5 Tech Tidbits Lawyers Should Know When Collecting Web Content

In an era dominated by the internet, it’s surprising that the legal industry is only starting to account for the realities of our increasingly-digital age

Last Updated March 2024

In an era dominated by the internet, it’s surprising that the legal industry is only starting to account for the realities of our increasingly-digital age. While the nuances of modern technology can be difficult to master, having a fundamental understanding of it will help ensure legal professionals meet their ethical duty to provide competent representation to clients and to have more insightful conversations with technology experts.

Here are some quick tech tidbits and tools to know about when collecting web content, such as websites, videos or social media profiles, for research or a case:

1. Hash Value Matching

Hash value matching is an algorithm-based matching process used to confirm that screenshots and other web content collection evidence are actual duplicates of the original data source.

“We do a couple of digital timestamps,” said Page Vault CTO Todd Price, “and at the heart of our PDF capture is a hash value, which is simply a small digital fingerprint for any digital data such as a PDF file. A digital timestamp also adds a date and time at which the hash value was obtained, so not only do you know that this content existed in this form, you know the exact time and date it existed.”

(Dataset excerpt)
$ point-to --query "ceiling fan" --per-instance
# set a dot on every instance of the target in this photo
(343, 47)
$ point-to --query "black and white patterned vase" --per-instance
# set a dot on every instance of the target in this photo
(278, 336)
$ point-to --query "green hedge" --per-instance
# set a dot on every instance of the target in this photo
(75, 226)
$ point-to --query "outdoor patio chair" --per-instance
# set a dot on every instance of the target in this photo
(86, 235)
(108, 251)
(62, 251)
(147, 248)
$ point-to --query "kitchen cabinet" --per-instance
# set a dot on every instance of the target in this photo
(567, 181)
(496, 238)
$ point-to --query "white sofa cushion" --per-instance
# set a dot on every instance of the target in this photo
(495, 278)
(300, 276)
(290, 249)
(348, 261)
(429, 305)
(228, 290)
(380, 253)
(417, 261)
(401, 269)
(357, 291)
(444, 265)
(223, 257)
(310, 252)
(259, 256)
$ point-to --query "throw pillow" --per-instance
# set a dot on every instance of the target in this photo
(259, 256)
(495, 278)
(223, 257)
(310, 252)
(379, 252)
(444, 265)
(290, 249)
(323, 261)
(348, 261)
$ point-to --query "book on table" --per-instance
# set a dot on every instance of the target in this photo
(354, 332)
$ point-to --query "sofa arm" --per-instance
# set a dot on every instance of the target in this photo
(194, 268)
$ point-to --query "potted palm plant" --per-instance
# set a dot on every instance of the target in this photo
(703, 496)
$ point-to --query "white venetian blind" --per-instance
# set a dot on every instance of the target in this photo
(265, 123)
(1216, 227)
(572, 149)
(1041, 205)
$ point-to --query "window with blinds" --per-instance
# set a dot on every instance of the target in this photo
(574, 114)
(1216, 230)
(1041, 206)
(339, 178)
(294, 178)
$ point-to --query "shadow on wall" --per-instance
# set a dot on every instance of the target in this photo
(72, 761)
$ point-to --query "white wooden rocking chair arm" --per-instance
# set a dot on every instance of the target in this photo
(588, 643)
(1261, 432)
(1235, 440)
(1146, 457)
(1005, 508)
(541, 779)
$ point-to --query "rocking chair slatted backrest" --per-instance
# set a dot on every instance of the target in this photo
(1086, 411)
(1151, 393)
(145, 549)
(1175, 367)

§ **Written problem**:
Pick up the article on tech tips for lawyers collecting web content right after its last sentence and write the next part.

§ **Exercise response**:
The Judicial Conference of the United States took hash value matching into consideration when it proposed amendments to the Federal Rules of Evidence 902 that will streamline the admission of electronically-stored evidence.

2. Metadata

Metadata is underlying information embedded in web content such as documents, images, videos and webpages; Metadata gives more detailed information about the data presented.

In Page Vault’s e-Discovery Trends 2018: Web Content Collection report, litigators identified the following metadata as the most valuable to collect: 100% said the time and date of the capture, 83% said the website URL of the content, 44% said IP addresses of the capturing computer and web server, 39% said the webpage source code (HTML), and 38% said the name of the person making the capture.

Page Vault documents all the metadata with each capture, such as the address of the server and the IP address, all of which they also verify and timestamp. To further emphasize the importance of technology competency, Page Vault attorney Patrick Schweihs, has said, “judges are getting more tech-savvy. Terms like metadata, time stamps, URLs—that nomenclature is not foreign to judges anymore. And for lawyers, the rules of professional responsibility are being updated to include sanctions for lawyers so that when something goes wrong, they can’t claim they didn’t understand the technology.”

3. Google Dorking or Google Hacking

A Google dork query is an advanced type of Google search that can be used to uncover vulnerabilities and sensitive information through specialized search commands. While it can be used for protective purposes, such as fixing website security issues, it can also be used by cybercriminals to find sensitive financial information, classified information, and other compromising data stored by law firm websites and servers.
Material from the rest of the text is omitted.